How many lines in the data below contain the string "cream", counting only exact-case matches? Reply with the number alone.
========================================
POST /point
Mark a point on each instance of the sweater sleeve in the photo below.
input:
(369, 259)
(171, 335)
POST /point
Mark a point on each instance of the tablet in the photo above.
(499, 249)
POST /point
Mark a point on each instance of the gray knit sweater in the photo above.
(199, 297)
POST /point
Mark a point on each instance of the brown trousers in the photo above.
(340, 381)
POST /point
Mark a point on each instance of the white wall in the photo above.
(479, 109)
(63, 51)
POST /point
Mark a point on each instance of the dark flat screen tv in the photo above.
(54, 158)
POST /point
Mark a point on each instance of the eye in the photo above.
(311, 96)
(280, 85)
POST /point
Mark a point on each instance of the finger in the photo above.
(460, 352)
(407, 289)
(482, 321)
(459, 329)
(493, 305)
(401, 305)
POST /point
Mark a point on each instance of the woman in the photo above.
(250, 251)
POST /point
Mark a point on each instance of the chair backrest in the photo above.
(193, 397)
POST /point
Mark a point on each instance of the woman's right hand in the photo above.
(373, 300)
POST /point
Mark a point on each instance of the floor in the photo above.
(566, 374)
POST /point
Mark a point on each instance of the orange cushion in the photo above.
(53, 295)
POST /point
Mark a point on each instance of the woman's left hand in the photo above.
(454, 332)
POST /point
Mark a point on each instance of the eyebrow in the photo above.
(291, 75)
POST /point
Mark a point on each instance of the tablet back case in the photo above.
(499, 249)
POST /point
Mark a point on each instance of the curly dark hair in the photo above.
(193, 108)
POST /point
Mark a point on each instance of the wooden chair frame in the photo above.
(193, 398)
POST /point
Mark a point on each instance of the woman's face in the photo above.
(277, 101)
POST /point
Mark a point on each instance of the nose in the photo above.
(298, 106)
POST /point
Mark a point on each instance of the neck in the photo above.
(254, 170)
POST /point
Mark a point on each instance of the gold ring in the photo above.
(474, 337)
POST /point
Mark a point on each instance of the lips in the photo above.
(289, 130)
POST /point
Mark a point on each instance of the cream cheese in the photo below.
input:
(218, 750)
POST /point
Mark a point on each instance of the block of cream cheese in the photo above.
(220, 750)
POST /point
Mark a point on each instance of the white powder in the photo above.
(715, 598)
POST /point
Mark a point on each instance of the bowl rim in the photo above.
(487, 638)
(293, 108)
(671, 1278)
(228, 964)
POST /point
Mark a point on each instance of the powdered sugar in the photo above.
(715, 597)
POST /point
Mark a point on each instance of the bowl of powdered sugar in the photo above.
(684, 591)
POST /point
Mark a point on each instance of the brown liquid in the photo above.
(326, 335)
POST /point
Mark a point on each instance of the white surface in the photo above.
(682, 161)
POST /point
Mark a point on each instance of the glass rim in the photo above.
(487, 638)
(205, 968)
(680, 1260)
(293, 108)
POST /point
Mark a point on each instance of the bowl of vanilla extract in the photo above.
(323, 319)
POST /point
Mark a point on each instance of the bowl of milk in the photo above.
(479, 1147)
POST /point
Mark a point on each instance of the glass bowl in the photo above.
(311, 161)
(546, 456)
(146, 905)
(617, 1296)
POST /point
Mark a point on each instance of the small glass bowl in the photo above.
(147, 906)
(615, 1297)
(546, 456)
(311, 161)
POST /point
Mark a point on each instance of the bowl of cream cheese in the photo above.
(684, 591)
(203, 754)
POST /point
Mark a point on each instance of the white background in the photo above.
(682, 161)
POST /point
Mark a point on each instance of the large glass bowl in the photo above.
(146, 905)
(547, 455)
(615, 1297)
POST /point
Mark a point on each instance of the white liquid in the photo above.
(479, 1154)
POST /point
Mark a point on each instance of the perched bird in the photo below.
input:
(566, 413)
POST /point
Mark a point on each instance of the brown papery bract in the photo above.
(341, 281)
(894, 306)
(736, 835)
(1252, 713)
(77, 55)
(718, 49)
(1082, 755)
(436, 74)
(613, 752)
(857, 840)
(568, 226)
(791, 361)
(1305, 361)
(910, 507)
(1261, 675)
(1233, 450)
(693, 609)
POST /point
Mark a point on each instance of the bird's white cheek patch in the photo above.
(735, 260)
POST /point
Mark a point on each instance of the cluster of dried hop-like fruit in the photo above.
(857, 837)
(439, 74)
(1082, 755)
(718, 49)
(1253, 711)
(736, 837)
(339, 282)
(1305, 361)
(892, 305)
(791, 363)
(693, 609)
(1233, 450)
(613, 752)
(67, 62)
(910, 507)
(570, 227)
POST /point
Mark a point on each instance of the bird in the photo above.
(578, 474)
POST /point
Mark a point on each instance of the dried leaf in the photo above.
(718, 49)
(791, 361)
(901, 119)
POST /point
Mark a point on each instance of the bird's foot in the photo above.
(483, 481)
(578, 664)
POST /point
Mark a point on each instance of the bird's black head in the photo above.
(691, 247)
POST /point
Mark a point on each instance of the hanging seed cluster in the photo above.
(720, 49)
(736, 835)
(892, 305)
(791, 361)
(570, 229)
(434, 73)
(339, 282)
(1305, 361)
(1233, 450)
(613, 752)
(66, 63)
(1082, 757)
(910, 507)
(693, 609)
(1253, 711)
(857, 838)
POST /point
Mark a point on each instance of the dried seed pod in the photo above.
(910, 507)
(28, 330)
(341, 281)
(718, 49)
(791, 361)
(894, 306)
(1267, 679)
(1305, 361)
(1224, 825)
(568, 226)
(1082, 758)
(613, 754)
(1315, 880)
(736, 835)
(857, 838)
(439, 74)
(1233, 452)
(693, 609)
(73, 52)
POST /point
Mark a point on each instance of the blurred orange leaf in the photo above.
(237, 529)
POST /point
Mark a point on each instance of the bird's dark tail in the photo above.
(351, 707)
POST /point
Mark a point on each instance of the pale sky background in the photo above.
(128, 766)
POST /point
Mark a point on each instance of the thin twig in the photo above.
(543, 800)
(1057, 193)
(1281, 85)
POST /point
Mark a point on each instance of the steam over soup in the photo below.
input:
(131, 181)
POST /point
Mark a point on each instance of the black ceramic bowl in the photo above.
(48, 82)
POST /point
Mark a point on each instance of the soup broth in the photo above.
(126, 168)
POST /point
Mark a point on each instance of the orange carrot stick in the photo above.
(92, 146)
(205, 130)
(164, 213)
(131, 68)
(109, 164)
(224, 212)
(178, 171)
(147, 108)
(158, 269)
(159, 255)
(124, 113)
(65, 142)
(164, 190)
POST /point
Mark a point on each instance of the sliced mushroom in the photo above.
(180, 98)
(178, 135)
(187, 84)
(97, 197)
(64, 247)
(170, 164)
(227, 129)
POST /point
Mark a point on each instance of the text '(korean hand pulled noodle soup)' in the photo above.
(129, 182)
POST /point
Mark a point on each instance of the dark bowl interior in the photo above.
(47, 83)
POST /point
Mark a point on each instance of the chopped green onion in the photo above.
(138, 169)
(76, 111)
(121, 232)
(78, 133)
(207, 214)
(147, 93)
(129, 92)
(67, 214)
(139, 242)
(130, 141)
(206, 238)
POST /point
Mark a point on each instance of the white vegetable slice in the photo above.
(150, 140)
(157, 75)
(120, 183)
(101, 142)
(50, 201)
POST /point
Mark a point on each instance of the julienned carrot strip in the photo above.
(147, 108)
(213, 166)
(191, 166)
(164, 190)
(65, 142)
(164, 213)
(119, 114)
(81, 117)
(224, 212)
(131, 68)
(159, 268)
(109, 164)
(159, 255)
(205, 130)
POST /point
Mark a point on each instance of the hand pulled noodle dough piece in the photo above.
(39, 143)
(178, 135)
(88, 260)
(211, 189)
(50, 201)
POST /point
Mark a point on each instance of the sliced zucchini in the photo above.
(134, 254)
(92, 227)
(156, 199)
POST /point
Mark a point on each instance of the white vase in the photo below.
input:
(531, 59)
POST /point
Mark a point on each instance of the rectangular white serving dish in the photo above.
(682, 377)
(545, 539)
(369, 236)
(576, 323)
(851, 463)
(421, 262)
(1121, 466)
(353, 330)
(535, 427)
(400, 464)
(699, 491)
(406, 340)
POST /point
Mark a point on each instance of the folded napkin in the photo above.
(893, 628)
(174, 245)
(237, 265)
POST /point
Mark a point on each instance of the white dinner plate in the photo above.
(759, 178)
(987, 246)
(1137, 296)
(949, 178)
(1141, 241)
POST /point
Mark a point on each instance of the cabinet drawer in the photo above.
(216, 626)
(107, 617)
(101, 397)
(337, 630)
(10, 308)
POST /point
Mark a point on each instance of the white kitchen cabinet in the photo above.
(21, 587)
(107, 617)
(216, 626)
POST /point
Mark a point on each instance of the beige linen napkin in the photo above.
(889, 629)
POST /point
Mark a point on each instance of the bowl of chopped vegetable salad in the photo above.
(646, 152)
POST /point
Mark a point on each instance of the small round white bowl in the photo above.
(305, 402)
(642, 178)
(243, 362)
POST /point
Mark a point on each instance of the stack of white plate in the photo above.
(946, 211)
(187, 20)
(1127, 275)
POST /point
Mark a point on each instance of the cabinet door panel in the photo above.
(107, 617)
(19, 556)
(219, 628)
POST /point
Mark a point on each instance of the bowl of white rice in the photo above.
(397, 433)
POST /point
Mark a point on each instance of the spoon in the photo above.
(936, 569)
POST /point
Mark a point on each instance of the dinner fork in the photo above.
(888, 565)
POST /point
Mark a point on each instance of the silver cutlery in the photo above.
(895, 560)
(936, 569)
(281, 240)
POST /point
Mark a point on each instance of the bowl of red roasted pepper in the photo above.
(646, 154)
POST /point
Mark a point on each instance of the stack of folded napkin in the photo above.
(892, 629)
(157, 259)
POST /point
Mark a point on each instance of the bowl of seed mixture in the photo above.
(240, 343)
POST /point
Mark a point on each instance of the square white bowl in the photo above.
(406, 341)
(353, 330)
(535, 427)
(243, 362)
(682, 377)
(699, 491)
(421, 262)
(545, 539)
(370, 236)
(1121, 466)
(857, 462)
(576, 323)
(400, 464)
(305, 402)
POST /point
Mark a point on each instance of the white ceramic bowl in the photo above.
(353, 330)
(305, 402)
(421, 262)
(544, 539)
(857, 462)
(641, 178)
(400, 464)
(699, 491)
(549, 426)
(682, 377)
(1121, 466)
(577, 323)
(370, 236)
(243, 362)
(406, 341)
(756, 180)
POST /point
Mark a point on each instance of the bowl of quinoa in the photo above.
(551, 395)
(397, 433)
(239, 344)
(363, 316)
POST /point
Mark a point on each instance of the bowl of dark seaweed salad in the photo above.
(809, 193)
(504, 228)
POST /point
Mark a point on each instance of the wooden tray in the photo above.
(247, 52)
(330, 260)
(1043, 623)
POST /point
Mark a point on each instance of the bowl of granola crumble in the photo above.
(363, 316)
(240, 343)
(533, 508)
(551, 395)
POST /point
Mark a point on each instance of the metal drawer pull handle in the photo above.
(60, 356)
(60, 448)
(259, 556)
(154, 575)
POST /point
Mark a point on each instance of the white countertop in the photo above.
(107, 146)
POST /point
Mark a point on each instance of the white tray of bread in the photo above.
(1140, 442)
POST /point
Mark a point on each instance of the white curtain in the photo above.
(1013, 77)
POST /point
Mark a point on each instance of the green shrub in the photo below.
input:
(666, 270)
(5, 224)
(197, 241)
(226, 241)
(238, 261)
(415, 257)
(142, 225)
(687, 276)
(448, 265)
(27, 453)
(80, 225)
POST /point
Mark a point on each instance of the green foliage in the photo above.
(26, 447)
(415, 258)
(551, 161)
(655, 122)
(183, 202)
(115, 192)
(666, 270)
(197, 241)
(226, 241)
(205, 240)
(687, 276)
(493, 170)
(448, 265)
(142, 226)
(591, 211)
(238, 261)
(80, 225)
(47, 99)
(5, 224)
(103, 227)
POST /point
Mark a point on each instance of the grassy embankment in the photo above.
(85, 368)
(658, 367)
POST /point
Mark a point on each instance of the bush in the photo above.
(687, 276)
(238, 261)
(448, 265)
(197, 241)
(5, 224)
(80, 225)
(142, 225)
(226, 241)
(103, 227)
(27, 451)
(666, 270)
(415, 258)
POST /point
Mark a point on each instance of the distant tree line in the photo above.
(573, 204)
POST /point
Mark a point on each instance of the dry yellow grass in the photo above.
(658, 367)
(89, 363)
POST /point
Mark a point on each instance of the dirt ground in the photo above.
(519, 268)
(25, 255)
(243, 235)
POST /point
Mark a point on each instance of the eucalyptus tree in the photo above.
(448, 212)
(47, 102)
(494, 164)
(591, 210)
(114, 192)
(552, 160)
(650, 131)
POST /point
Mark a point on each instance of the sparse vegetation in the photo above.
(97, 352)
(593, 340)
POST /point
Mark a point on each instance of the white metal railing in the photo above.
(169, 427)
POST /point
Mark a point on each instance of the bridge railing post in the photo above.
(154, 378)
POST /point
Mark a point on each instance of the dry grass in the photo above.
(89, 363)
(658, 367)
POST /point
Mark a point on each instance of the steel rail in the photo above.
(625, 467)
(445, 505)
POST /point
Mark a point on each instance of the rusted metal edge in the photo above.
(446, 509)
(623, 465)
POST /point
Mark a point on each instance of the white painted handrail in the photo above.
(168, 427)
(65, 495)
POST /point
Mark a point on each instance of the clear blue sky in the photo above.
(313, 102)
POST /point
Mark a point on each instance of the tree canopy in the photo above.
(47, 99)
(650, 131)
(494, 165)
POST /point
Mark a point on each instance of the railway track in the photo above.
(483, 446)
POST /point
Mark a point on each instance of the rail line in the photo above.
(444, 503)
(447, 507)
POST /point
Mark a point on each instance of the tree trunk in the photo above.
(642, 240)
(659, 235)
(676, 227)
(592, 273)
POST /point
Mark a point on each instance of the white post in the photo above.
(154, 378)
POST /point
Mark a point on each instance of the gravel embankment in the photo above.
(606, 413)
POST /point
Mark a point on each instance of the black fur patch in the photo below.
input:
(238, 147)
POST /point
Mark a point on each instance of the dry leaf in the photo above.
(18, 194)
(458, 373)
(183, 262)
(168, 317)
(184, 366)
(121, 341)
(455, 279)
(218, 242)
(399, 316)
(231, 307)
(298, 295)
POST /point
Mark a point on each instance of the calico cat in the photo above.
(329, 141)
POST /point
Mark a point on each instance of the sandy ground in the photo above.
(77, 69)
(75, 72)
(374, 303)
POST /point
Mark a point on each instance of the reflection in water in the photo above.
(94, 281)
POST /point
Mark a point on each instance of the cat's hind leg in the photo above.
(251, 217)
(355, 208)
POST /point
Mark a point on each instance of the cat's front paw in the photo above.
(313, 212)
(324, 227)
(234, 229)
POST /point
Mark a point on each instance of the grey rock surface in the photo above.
========================================
Exercise answer ▸ 3